課題一覧:
a. 2月の振り返りの文章を3文で要約してください。
b. 2月の振り返りの文章を、最後の文の後から書き継ぐこと。

本文ブロック:
───
会社員の社会でコスられ倒されている表現として「2月は逃げる」があります。営業系の朝礼などで月初に部長からドヤられてイヤな思いをしているヤングリーマン&ウーマンもいることでしょう。

大丈夫です、あと数年もすれば今度はあなたがドヤ顔で「えー、1月は行く、2月は逃げる…」なんて訓示をたれる番です。

と、いうわけで2月に感じたり、考えたことをつらつら振り返ります。


55歳にして池林房がわかる

東京の酒飲みで年季が入っている人ならみんな大好きなチェーン店があります。椎名誠さん一派の太田トクヤさんが経営する『房チェーン』です。

房チェーンは池林房、陶玄房、浪漫房といった渋い居酒屋を新宿に数店舗展開。いずれもオープン当初からひと味違う家庭料理とこだわりの酒、そして妙に客慣れした店員の心温まる接客に多くの文化人が集う名店ばかりです。

わたしも椎名さんの書籍で池林房を知り、沢野ひとし画伯のエッセイで太田トクヤさんを知る、といった東日本なんでもケトばす的薫陶を受けた者として、新宿で働きはじめて3年目、多少金まわりがよくなってきた頃からいそいそと足を向けるようになりました。

しかし、しかしです。

実をいうと、正直、わたしと房チェーンのお店は相性があまりよろしくありませんでした。接客はともかく、そして酒もともかく、料理が決定的にあわなかったんです。あと店の雰囲気からどことなく拒まれている感もあり落ち着けなかった。ほんと、すんません。

とはいえことあるごとに利用はしていました。あるときは主宰する求人広告コピー塾の打ち上げに、あるときは可愛がっているお弟子ちゃんの父上が上京してきた際のおもてなしに。

しかしそれらは周囲の世話役のような人たちが(ハヤカワはきっとあの店が好きだろう)と気をきかせて店を選んでくれていたわけで。

その頃のわたしは、自分から率先して房チェーンに足を運ぶことはありませんでした。ほんと、すんません。シーナファン失格です。
───
位置指定とラベル付けの行:
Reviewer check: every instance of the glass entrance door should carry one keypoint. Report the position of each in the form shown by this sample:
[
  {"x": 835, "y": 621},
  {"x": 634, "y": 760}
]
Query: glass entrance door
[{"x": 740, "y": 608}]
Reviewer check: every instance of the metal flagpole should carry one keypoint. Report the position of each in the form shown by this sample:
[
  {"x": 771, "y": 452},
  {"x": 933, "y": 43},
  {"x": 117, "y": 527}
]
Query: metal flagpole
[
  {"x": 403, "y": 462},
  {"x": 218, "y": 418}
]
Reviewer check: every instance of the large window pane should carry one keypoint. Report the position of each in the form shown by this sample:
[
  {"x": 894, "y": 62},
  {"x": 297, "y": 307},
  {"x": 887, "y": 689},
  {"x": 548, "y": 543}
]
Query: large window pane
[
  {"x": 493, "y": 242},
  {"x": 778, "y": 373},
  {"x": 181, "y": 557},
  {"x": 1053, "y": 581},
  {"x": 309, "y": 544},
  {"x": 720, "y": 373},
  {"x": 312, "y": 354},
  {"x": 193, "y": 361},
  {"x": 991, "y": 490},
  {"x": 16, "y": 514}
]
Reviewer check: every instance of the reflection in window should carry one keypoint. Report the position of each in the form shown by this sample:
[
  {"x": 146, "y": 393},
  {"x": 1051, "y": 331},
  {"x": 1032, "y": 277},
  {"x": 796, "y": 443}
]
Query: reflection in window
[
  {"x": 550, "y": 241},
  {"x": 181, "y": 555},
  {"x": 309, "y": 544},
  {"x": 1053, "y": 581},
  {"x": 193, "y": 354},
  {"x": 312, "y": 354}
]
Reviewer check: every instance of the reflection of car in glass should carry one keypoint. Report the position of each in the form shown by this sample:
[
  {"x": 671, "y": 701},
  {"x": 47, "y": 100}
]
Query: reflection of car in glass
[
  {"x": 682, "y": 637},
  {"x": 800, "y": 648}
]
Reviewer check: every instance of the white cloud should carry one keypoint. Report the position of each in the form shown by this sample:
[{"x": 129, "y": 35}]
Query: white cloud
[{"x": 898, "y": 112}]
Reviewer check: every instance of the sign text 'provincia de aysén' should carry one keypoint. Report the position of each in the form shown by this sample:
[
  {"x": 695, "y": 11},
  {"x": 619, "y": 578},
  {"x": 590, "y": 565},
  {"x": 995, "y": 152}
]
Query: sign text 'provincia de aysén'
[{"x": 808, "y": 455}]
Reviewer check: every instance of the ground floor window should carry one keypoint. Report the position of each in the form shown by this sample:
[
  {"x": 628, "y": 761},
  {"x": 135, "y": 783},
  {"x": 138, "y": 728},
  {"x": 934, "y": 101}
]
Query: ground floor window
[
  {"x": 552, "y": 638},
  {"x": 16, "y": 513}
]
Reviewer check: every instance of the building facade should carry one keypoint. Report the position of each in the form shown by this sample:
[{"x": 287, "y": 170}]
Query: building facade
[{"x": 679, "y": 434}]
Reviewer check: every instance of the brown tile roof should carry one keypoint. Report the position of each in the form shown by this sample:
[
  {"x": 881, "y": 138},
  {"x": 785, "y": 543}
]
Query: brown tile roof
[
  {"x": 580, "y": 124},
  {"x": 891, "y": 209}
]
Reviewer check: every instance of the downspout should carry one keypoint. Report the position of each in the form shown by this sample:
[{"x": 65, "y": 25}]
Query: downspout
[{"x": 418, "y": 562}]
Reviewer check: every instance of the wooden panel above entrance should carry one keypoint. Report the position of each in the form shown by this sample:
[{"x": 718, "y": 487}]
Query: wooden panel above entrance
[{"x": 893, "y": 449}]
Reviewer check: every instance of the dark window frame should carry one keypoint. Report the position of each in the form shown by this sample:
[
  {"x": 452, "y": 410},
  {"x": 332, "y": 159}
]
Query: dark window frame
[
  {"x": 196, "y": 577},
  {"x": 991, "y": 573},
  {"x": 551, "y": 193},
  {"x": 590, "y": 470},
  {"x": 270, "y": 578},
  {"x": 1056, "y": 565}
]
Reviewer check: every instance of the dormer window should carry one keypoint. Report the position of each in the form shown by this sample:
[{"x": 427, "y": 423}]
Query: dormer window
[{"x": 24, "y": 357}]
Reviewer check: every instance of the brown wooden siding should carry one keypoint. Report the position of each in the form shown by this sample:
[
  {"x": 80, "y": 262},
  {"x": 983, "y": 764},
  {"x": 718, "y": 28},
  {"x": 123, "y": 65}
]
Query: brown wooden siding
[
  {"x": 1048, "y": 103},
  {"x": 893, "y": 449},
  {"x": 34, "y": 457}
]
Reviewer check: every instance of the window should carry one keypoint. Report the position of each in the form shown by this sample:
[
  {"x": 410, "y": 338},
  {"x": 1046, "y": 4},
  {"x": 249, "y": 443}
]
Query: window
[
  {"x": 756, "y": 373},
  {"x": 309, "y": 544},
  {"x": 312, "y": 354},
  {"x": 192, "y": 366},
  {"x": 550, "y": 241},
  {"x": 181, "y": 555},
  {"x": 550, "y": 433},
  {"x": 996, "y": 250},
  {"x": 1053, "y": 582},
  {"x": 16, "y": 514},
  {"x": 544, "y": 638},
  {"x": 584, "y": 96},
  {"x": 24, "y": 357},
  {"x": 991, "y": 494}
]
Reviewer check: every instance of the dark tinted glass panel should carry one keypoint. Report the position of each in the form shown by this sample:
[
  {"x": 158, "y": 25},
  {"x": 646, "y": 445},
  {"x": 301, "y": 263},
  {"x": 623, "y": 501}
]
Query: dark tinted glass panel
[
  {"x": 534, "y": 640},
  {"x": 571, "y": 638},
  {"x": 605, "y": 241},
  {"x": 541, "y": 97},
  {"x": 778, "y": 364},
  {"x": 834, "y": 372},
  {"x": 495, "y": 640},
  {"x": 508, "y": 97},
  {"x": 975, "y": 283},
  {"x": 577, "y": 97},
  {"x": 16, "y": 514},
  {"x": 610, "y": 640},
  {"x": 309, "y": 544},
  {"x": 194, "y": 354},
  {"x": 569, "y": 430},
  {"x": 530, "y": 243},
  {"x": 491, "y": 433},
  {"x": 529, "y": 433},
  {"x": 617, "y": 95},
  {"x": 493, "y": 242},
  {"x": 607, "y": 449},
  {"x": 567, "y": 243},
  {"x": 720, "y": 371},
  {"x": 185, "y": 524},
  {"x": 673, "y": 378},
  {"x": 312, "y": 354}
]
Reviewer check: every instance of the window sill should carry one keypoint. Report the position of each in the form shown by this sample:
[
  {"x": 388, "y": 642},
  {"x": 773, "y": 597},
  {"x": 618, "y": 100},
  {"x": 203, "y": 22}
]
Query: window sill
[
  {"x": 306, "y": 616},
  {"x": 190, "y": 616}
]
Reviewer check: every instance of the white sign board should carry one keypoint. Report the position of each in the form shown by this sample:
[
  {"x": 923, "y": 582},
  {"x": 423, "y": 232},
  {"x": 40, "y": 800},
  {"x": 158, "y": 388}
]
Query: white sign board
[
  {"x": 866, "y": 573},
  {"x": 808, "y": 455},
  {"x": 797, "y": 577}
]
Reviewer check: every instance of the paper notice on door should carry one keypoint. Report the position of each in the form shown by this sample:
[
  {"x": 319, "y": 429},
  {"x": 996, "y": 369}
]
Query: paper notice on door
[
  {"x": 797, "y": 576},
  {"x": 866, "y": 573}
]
───
各課題の解答:
a. 筆者は会社員の社会で使い古された「2月は逃げる」という表現に触れ、2月に感じたり考えたりしたことを振り返ると述べている。房チェーンは新宿に池林房などの渋い居酒屋を展開し、家庭料理とこだわりの酒、客慣れした店員の接客に多くの文化人が集う名店だと紹介されている。筆者は椎名誠さんの書籍で池林房を知って足を向けるようになったが、料理が決定的にあわず、店の雰囲気にも落ち着けなかったため、自分から率先して房チェーンに足を運ぶことはなかった。

b.
ぐるっとまわって池林房

ところが、ついせんだって、かつて西新宿の高層オフィスで辛酸をともに舐めた後輩が東京を離れて福岡に行くという。そのあと一年ほどしたらネパールに移住するので飲みませんか、というではないですか。

これは今生の別れになるに違いない、とふんだわたしは快諾し、では新宿三丁目で飲もう、かつて一緒に痛飲した『どん底』でも…と思った瞬間、なぜか脳裏に池林房が浮かんだのであります。

こういうときは直感に頼るべしと思い、彼に池林房で落ち合おうと伝えました。なんとなく最後に池林房っていいんじゃないか、と思ったんですね。あとお互い年とってそんなに飯食うわけじゃなし、と。

で、当日。30分ほど先に入店し、ビールでひとり、後輩とのあれこれに思いを馳せていました。不思議なことに、なんとなくそれまでよそよそしかった店の空気が今日は妙に馴染むな、なんて思いながら。

ここの生はうまい

そうして軽いつまみを、と2~3品頼んだのですが、これがどうしたことか、しみじみ美味しい。しみじみと旨いのです。

いや、どうしたことか、とは大変失礼なのですが、あれほど惹かれなかった池林房の料理一品一品が、めちゃくちゃ美味に感じられたのです。

人間、あまりにも不意に美味しいものに出会うとスマホでの撮影など忘れてしまうもの。わたしも一枚も料理の写真は撮っておりません。それぐらい全部美味しかった。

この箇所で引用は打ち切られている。